§ Exercise description: Convert the items starting at the line containing "Query: woman's fingers" and ending at the line containing "(1096, 472)" into a two-column CSV with the headers phrase and points. Give one row per item, with its text in one quoted field and its answer in the other, and replace any line breaks with spaces.
-=-=-
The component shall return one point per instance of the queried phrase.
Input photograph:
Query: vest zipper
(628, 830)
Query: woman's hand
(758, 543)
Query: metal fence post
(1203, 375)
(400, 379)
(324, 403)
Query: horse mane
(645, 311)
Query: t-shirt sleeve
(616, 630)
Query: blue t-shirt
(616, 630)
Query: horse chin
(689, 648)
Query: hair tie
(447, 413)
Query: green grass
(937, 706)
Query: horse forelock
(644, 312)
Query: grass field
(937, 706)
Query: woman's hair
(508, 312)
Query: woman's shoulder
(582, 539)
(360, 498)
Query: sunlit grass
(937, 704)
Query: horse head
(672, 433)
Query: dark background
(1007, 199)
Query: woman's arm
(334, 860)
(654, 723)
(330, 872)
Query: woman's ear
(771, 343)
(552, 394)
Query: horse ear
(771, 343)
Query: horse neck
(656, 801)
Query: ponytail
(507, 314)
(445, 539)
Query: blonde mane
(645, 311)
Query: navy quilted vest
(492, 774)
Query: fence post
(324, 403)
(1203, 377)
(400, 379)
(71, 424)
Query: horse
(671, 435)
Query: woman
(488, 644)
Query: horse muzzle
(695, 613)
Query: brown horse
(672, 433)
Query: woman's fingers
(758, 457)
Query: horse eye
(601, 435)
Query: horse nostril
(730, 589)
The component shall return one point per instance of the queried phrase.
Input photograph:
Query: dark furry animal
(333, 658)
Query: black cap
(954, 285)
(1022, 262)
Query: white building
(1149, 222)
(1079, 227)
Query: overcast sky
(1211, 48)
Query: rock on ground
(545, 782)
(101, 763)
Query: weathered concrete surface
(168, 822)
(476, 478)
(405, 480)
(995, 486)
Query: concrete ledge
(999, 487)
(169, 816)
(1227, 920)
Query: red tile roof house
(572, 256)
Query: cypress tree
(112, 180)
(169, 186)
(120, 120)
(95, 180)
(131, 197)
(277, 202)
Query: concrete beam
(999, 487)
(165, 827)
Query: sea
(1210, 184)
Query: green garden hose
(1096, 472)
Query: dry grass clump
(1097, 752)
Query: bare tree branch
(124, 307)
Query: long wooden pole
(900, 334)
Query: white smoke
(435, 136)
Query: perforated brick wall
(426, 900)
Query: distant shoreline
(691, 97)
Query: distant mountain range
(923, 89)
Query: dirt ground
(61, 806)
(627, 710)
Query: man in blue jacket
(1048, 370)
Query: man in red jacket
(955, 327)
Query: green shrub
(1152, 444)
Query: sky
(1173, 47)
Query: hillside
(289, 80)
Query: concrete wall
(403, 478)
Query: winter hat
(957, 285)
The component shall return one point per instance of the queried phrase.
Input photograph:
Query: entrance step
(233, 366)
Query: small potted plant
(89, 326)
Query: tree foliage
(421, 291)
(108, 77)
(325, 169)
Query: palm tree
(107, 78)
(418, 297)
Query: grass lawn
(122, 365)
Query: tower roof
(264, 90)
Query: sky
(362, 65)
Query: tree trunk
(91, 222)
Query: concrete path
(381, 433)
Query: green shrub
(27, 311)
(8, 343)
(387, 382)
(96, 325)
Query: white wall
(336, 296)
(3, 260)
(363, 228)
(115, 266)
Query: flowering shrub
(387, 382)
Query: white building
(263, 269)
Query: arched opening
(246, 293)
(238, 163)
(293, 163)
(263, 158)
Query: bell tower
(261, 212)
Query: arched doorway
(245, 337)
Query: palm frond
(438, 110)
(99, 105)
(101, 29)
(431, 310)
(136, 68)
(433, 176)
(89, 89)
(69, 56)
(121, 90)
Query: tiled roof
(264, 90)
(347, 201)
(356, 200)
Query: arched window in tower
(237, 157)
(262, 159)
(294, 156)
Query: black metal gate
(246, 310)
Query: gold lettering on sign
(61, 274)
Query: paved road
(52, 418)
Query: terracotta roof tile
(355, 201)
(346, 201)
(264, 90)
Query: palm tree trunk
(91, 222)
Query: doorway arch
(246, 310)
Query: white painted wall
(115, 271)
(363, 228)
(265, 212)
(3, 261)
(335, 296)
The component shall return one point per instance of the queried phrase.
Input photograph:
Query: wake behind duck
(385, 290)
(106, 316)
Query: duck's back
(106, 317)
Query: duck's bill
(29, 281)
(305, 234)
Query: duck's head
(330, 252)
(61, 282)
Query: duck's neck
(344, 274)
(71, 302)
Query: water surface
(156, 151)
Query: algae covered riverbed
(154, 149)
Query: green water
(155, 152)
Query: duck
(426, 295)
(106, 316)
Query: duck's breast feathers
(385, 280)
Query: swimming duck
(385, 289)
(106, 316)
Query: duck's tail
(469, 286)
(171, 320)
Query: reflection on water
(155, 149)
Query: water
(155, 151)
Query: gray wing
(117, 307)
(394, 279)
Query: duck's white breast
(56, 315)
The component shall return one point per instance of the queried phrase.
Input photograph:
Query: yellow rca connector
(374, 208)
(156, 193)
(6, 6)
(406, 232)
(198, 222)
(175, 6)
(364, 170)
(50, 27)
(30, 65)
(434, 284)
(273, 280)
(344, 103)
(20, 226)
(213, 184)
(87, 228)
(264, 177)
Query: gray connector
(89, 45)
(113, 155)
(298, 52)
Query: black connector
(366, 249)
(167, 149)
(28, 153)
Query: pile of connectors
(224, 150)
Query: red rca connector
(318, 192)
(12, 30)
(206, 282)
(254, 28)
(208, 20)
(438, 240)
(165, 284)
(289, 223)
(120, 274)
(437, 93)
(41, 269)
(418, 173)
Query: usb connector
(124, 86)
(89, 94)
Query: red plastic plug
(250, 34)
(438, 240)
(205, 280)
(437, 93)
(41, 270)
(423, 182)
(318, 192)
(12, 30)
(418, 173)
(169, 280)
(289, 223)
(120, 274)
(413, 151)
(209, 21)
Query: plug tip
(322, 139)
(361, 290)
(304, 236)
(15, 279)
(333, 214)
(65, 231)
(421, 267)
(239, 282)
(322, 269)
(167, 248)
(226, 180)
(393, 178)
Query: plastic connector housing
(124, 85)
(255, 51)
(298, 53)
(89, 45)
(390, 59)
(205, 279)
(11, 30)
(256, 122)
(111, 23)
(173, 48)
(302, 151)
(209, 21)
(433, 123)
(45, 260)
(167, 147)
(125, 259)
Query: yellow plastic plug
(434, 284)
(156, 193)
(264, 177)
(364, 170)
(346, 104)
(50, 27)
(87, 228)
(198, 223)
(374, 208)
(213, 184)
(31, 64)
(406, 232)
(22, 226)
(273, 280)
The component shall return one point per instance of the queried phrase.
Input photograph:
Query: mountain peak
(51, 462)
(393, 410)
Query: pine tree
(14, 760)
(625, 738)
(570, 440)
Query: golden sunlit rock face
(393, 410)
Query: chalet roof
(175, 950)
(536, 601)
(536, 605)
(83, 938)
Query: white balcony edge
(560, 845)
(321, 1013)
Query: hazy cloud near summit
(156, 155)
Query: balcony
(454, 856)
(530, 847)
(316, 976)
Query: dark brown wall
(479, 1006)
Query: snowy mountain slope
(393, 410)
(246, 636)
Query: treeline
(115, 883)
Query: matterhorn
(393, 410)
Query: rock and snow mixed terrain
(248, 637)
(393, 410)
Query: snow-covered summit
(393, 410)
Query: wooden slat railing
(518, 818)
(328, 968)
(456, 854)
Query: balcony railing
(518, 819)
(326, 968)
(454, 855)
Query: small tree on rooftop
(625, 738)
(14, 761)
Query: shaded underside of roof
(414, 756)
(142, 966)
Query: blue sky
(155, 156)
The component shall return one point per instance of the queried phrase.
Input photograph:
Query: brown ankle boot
-=-=-
§ Result of this exercise:
phrase,points
"Query: woman's fingers","(758, 457)"
"Query: horse eye","(601, 435)"
"Query: horse nostril","(730, 589)"
"The component shall return one point per instance of the queried phrase. Input photograph: Query: dark furry animal","(333, 658)"
"Query: black cap","(954, 285) (1022, 262)"
"Query: white building","(1149, 222) (1079, 227)"
"Query: overcast sky","(1211, 48)"
"Query: rock on ground","(545, 782) (101, 763)"
"Query: weathered concrete surface","(168, 822) (476, 478) (405, 480) (995, 486)"
"Query: concrete ledge","(999, 487) (169, 816) (1227, 920)"
"Query: red tile roof house","(572, 256)"
"Query: cypress tree","(112, 180) (169, 186) (120, 120) (95, 180) (131, 197) (277, 202)"
"Query: concrete beam","(999, 487) (165, 827)"
"Query: sea","(1210, 184)"
"Query: green garden hose","(1096, 472)"